_Exercise instructions:_
Could you resume the Beau Is Afraid review below, picking up right after its last paragraph?

BEGIN Provided text

Beau Is Afraid Review: Joaquin Phoenix’s Mommy Issues Aren’t the Only Problems in Ari Aster Film
Ari Aster's biggest swing yet in Beau Is Afraid was the movie he wanted to make before Hereditary and Midsommar. You feel it in a work that's far less disciplined or refined.
Even if Beau Is Afraid, writer/director Ari Aster is not. This is evident since after two intense horror outings via his bracing debut Hereditary (2018) and the folk-horror epic Midsommar (2019), Aster’s third feature has now arrived as an intensely strange mash-up of that initial genre along with surreal psychodrama, black comedy, and an outright experimentalism that even dabbles in animation. It’s a deliberately weird stew.
But like some of his contemporaries—I’m thinking of Damien Chazelle with Babylon and Robert Eggers with The Northman—Aster’s big swing is failing to connect. Beau Is Afraid is three hours long and feels every minute of it; the filmmaker even said he came up with this script before he developed his first two horror features, and it feels like the work of a younger filmmaker who wants to say everything he can in this one story because he doesn’t know if he’ll get another chance.
The thing is, there doesn’t seem to be much to say. Joaquin Phoenix—in a performance that seems to be of a piece with other recent, reductive work like Joker—plays a tortured, psychologically damaged, borderline helpless, and inarticulate man-child named Beau. He lives in a crummy apartment in what must be the shittiest neighborhood in all of America. It’s clear from the outset that the near-apocalyptic world Beau lives in (or least the one he sees) is a highly exaggerated version of ours.
We don’t know what, if anything, Beau does for a living, and it may not matter in this scenario, but we do know he sees a therapist (Stephen McKinley Henderson) to deal with the death of his father and his complicated relationship with his mother. It’s while he’s getting ready to hop on a plane to visit her that a series of disasters strike, leaving Beau without his keys, his luggage, or indeed his apartment, as a Dawn of the Dead-like horde of local vagrants, junkies, and thieves drive him from his decrepit sanctuary.
Still more bad news arrives in shocking fashion, and soon Beau must return home no matter what. But his quest to get back to the house he grew up in is beset by many obstacles, starting with the wealthy suburban couple, Roger and Grace (Nathan Lane and Amy Ryan), who insist on taking care of Beau after creaming him with their car.

END Provided text
BEGIN Given information

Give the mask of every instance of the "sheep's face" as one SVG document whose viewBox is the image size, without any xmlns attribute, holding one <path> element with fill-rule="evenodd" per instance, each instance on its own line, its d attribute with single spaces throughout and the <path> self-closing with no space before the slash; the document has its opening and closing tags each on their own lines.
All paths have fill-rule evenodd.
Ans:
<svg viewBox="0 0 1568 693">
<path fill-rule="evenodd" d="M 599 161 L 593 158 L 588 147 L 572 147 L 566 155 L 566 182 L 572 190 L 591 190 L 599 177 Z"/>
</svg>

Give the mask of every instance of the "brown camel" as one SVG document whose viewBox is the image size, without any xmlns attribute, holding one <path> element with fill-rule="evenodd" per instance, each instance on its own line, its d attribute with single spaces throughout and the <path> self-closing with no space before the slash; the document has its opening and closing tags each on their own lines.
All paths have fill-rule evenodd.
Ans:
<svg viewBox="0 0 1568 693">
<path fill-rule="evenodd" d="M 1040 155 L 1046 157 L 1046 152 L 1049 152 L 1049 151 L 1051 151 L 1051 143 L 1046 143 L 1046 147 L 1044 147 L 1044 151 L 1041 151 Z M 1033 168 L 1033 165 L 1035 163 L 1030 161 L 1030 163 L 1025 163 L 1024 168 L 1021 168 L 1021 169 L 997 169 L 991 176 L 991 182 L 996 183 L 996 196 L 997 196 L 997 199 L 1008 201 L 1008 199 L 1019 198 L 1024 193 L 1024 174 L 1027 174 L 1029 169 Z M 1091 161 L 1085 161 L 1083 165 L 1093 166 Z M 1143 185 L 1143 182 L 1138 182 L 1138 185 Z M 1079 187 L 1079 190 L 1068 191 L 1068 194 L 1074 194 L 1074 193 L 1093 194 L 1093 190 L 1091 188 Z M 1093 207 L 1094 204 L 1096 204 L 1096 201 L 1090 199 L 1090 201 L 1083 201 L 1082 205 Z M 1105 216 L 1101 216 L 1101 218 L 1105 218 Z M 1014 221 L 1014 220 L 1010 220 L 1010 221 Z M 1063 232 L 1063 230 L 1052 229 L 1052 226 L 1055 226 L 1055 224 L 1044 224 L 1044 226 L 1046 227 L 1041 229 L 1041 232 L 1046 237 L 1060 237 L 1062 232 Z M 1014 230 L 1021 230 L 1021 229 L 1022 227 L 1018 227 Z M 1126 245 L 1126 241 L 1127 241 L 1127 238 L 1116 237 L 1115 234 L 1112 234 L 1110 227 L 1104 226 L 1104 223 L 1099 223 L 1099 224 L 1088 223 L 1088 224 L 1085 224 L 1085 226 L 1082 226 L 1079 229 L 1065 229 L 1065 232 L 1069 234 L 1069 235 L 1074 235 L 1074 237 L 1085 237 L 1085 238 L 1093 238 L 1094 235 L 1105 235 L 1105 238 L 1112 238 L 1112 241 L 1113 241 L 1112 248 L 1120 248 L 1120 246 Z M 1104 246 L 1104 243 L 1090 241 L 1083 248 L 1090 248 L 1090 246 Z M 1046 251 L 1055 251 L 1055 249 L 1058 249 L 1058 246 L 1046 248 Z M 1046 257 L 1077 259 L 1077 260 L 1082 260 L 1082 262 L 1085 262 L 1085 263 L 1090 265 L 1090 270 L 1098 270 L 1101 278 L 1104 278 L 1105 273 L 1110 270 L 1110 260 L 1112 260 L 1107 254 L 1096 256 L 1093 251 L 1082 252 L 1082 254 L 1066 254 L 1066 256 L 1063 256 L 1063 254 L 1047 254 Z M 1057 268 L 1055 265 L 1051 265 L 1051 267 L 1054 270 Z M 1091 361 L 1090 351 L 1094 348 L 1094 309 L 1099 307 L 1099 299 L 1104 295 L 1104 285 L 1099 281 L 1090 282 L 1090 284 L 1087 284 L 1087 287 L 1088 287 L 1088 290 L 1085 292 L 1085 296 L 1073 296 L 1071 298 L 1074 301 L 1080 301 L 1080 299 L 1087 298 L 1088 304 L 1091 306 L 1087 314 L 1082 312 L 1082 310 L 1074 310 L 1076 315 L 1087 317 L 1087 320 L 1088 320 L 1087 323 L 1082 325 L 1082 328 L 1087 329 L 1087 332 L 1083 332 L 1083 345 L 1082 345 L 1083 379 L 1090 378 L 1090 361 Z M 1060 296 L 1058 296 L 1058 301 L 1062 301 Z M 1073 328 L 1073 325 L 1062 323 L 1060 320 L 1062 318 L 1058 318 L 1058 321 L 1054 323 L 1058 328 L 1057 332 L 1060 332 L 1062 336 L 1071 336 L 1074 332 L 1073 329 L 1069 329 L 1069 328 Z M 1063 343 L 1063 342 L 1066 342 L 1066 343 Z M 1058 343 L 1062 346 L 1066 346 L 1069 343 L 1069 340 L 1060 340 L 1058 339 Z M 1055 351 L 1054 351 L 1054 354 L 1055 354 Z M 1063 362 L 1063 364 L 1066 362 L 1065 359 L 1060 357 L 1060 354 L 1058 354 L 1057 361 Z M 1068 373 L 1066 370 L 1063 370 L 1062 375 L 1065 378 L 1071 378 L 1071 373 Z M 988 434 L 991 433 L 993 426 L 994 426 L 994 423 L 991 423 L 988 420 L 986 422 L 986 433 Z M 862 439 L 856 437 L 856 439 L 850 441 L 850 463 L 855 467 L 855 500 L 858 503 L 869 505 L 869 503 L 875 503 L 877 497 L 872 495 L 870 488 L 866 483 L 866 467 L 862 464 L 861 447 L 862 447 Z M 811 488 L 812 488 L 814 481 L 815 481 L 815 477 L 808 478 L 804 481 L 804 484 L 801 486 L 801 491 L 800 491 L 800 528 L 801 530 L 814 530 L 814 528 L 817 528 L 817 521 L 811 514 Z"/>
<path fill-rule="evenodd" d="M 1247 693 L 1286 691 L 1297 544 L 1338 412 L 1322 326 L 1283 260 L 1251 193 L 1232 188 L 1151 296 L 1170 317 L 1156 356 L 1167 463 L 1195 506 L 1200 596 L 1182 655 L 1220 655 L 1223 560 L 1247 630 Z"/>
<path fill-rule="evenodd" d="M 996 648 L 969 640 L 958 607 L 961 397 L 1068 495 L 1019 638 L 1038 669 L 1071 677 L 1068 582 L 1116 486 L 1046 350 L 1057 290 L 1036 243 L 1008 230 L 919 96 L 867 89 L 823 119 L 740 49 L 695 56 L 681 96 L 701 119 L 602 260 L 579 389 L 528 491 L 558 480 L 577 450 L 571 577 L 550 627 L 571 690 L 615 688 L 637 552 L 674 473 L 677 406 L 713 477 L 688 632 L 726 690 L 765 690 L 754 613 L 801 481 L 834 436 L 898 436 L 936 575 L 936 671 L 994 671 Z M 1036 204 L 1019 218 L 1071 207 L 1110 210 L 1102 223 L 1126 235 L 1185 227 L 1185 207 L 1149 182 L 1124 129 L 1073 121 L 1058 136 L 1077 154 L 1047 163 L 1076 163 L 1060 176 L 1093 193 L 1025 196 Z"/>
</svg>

END Given information
BEGIN Given information

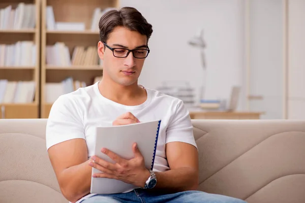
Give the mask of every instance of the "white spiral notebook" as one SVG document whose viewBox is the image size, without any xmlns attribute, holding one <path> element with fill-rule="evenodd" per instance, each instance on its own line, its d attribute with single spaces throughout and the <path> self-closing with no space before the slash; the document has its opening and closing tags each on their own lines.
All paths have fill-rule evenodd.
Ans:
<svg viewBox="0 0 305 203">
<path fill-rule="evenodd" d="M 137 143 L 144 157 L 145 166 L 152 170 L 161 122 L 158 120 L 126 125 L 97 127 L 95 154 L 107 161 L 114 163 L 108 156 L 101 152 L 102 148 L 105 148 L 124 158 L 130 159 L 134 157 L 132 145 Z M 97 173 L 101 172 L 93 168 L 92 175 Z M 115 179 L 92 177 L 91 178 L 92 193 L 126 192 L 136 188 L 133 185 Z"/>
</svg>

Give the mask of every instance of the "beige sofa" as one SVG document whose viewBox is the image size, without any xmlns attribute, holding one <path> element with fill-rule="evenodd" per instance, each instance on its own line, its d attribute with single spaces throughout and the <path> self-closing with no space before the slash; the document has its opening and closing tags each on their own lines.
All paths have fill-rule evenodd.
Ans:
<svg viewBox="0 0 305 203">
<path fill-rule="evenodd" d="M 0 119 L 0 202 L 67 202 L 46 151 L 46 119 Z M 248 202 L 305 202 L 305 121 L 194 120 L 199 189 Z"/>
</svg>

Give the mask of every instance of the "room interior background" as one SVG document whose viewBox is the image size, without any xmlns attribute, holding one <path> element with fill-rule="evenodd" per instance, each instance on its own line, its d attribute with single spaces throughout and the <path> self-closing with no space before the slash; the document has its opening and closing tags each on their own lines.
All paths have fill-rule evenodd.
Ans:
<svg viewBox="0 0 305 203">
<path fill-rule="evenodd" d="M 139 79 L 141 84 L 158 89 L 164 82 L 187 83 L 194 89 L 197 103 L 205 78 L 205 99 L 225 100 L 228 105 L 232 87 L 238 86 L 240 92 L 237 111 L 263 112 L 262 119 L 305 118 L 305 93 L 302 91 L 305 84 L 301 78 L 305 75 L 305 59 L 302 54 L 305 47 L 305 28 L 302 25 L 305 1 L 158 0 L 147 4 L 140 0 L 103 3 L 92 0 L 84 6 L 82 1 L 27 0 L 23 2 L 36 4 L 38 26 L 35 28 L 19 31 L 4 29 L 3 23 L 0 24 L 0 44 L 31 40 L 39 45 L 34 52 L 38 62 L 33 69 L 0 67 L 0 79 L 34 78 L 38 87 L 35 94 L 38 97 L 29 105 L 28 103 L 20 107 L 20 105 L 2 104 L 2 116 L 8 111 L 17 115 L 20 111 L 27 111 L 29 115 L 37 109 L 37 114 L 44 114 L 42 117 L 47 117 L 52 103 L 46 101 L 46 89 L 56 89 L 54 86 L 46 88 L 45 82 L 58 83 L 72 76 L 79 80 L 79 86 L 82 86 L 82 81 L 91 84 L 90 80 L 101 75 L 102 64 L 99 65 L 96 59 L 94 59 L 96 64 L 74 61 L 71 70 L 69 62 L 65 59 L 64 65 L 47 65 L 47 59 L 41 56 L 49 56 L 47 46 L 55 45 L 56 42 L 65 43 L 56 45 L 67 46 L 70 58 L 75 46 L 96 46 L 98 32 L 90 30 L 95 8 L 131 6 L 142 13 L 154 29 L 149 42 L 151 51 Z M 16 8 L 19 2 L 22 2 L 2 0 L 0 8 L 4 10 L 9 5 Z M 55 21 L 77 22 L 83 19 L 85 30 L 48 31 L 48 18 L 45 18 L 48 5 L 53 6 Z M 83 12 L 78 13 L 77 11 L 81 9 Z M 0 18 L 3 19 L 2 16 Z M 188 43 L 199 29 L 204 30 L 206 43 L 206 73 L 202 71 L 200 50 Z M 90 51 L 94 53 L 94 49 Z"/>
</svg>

END Given information
BEGIN Given information

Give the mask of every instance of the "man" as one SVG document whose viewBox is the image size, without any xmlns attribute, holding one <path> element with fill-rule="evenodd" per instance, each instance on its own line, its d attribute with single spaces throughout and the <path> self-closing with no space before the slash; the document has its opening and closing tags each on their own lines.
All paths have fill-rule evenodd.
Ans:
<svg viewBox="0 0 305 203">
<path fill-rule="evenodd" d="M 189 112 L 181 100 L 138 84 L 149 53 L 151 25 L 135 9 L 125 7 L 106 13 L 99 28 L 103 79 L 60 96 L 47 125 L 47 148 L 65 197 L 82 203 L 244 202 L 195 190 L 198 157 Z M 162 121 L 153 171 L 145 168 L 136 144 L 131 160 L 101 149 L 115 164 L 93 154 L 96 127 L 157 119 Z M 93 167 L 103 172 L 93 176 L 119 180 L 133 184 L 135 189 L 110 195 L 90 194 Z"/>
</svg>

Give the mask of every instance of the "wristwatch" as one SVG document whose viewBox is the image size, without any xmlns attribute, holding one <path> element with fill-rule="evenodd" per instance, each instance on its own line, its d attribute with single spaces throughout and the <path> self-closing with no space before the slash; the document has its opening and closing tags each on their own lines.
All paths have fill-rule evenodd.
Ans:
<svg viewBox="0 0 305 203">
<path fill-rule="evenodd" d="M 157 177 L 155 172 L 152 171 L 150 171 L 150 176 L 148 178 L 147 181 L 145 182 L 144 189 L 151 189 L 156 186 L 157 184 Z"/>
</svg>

END Given information

_Response to the exercise:_
And so it goes. Beau must endure an episodic series of adventures, disasters, and nightmares, all while Beau Is Afraid becomes increasingly more surreal. Unfortunately, as Beau’s issues with his mother (icily played in younger and older versions by Zoe Lister-Jones and the legendary Patti LuPone) come to the forefront, the viewer begins to feel more and more distant from it. It doesn’t help that Phoenix’s performance, while clearly another physical and psychological marathon for this immensely talented actor, is alienating from the start. We can’t find a way to empathize with Beau because his circumstances from the start are so heightened in their misery and dislocation while his reactions are either passive or hysterical.
In the end, despite a top-notch cast (including Parker Posey as a childhood flame of Beau’s who briefly comes back into his life), a handful of both genuinely creepy and funny moments, and a stunningly beautiful animated sequence courtesy of The Wolf House writers-directors Joaquín Cociña and Cristóbal León, Beau Is Afraid is a slog. It’s an ambitious one, novelistic and grand in intent, but taking three hours to essentially deal with a dance of guilt and emotional abuse between mother and son, with an increasingly enigmatic narrative that offers nothing but destruction, proves too unwieldy.
That’s a shame, because Aster clearly has bigger aims that he just can’t articulate here. Hereditary dealt with family, and specifically mother, issues in much more compact and eerie fashion, giving a traditional tale about the sins of our ancestors a visceral and psychological edge, while Midsommar was a bit more confused yet still effectively transmitted its theme of a woman overcoming trauma through an extreme form of spiritual catharsis.
Beau Is Afraid takes the worst aspects of the latter film—a muddling of theme and tone—and applies it to a four-part structure in which each section almost represents a different genre entirely, but has nothing under the surface to power it along. In the end, it’s not even clear what Beau is afraid of, but this exhausting, punishing movie doesn’t give us enough to truly feel for him.
A24 releases Beau Is Afraid in U.S. theaters on April 21.